Task statement => Format the data below as a numbered list with one line per entry, skipping any blank lines. Leave the pictures out of your answer.

"""

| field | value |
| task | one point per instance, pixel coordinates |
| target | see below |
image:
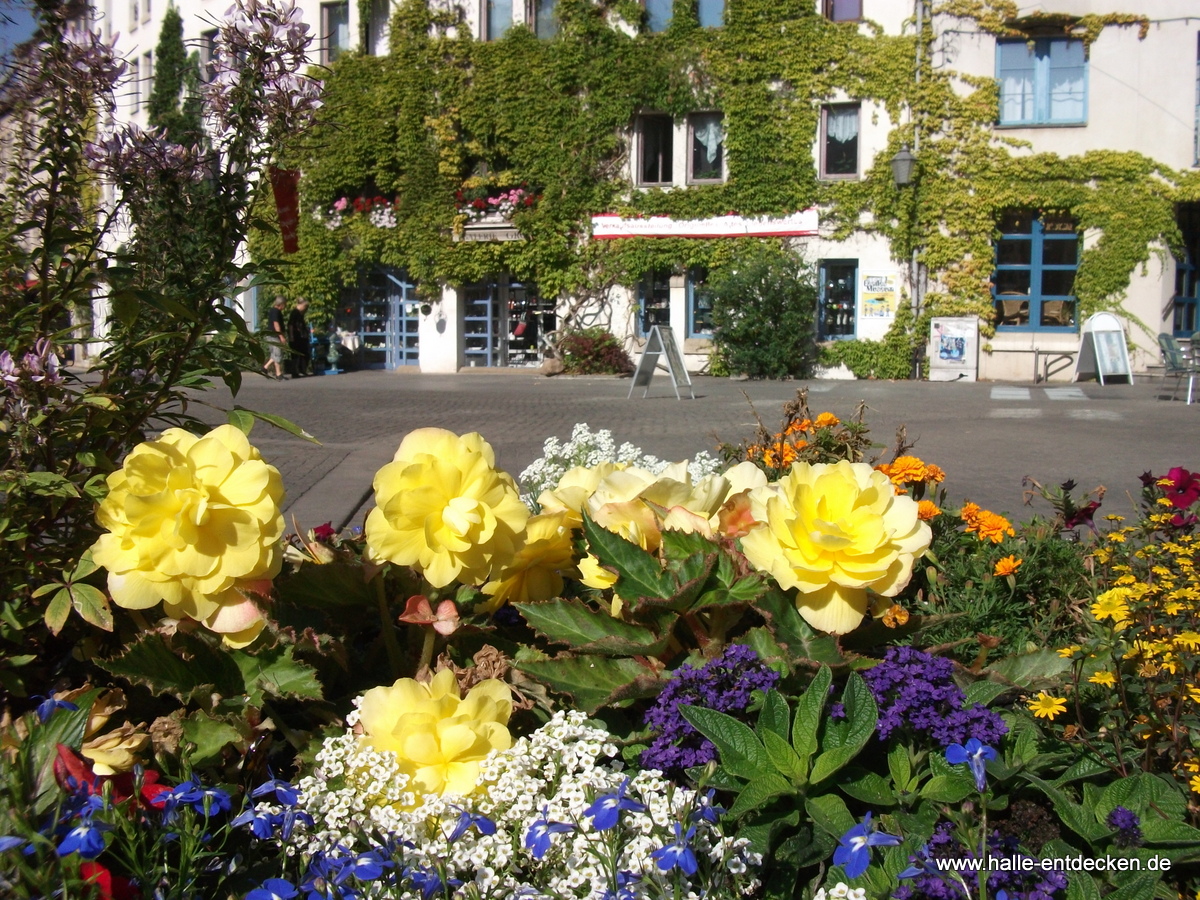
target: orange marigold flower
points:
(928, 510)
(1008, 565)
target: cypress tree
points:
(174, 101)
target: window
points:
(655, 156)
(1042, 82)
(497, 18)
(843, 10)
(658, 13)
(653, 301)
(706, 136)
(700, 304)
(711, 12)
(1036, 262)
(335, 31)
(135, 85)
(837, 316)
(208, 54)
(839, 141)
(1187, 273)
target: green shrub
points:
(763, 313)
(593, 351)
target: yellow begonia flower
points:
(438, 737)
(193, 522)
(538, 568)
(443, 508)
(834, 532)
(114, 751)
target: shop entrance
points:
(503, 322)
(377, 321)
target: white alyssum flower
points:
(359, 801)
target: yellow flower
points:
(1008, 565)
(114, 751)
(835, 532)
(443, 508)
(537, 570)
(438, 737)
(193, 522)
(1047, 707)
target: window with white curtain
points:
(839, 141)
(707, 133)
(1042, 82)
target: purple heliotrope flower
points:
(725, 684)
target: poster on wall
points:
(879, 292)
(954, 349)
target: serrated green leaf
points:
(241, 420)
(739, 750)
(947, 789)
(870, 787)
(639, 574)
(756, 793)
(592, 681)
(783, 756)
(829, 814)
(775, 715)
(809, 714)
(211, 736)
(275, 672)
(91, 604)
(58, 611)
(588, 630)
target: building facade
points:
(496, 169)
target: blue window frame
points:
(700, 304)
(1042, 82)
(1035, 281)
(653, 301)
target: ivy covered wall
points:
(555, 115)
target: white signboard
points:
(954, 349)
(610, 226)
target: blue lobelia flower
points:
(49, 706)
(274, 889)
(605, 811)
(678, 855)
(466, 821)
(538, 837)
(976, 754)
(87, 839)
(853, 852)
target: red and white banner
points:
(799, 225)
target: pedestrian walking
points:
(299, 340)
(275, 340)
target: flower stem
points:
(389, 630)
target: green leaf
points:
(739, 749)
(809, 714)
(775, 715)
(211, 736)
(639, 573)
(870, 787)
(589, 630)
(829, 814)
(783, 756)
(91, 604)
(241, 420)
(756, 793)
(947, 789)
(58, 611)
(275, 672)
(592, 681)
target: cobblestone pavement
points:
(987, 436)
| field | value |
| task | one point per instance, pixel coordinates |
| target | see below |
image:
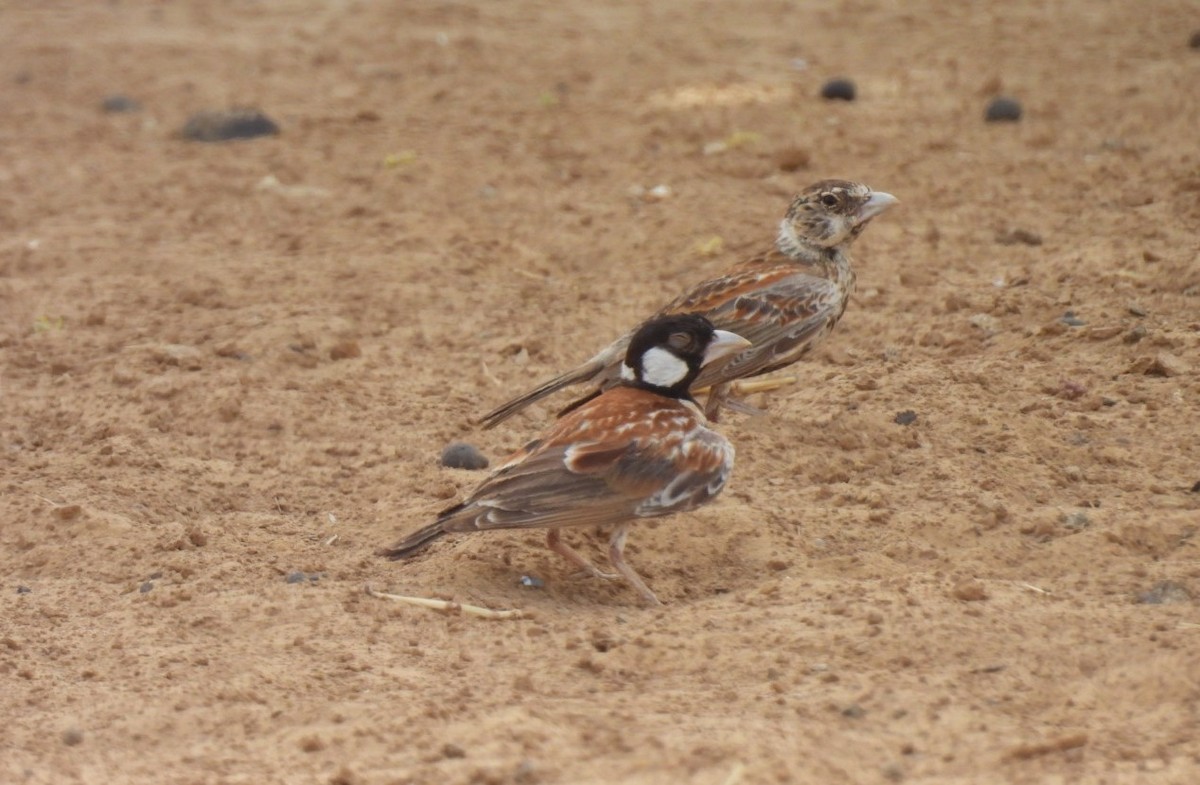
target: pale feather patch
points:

"""

Response for this exercise =>
1. | field | value |
2. | task | one point per instance, pixel coordinates |
3. | target | see below |
4. image:
5. target: orange marigold flower
6. points:
7. (928, 510)
8. (1008, 565)
9. target: cypress tree
10. points:
11. (174, 101)
12. target: window
13. points:
14. (655, 156)
15. (1042, 82)
16. (497, 18)
17. (843, 10)
18. (658, 13)
19. (653, 301)
20. (706, 136)
21. (700, 304)
22. (711, 12)
23. (1036, 262)
24. (335, 31)
25. (135, 85)
26. (837, 316)
27. (208, 54)
28. (839, 141)
29. (1187, 273)
30. target: green shrub
31. points:
32. (763, 313)
33. (593, 351)
34. target: yellow begonia flower
35. points:
36. (438, 737)
37. (193, 522)
38. (538, 568)
39. (443, 508)
40. (834, 532)
41. (114, 751)
42. target: shop entrance
43. points:
44. (503, 322)
45. (377, 321)
46. target: white alyssum flower
47. points:
48. (359, 801)
49. target: yellow flower
50. points:
51. (1008, 565)
52. (114, 751)
53. (835, 532)
54. (443, 508)
55. (537, 570)
56. (438, 737)
57. (193, 522)
58. (1047, 707)
59. target: window with white curtain
60. points:
61. (839, 141)
62. (707, 133)
63. (1042, 82)
64. target: purple heliotrope flower
65. points:
66. (725, 684)
67. target: poster on wall
68. points:
69. (879, 292)
70. (954, 349)
71. target: serrated green leaf
72. points:
73. (241, 420)
74. (739, 750)
75. (947, 789)
76. (870, 787)
77. (639, 574)
78. (756, 793)
79. (592, 681)
80. (783, 756)
81. (829, 814)
82. (775, 715)
83. (809, 714)
84. (211, 736)
85. (275, 672)
86. (91, 604)
87. (58, 611)
88. (588, 630)
89. target: building facade
90. points:
91. (496, 169)
92. target: blue window frame
93. points:
94. (700, 304)
95. (1042, 82)
96. (1035, 281)
97. (653, 301)
98. target: ivy covered wall
99. points:
100. (555, 115)
101. target: white signboard
102. points:
103. (954, 349)
104. (610, 226)
105. target: blue lobelia flower
106. points:
107. (49, 706)
108. (274, 889)
109. (605, 811)
110. (678, 855)
111. (466, 821)
112. (538, 837)
113. (976, 754)
114. (87, 839)
115. (853, 852)
116. target: red and white banner
117. points:
118. (799, 225)
119. target: pedestrian walking
120. points:
121. (299, 340)
122. (275, 340)
123. target: flower stem
124. points:
125. (389, 630)
126. target: green leaf
127. points:
128. (739, 749)
129. (809, 714)
130. (775, 715)
131. (211, 736)
132. (639, 573)
133. (870, 787)
134. (589, 630)
135. (829, 814)
136. (783, 756)
137. (91, 604)
138. (241, 420)
139. (756, 793)
140. (947, 789)
141. (58, 611)
142. (275, 672)
143. (592, 681)
144. target: cobblestone pavement
145. points:
146. (987, 436)
147. | field | value |
148. | task | one point per instance, pixel coordinates |
149. | target | see below |
150. image:
151. target: pale feather patch
152. points:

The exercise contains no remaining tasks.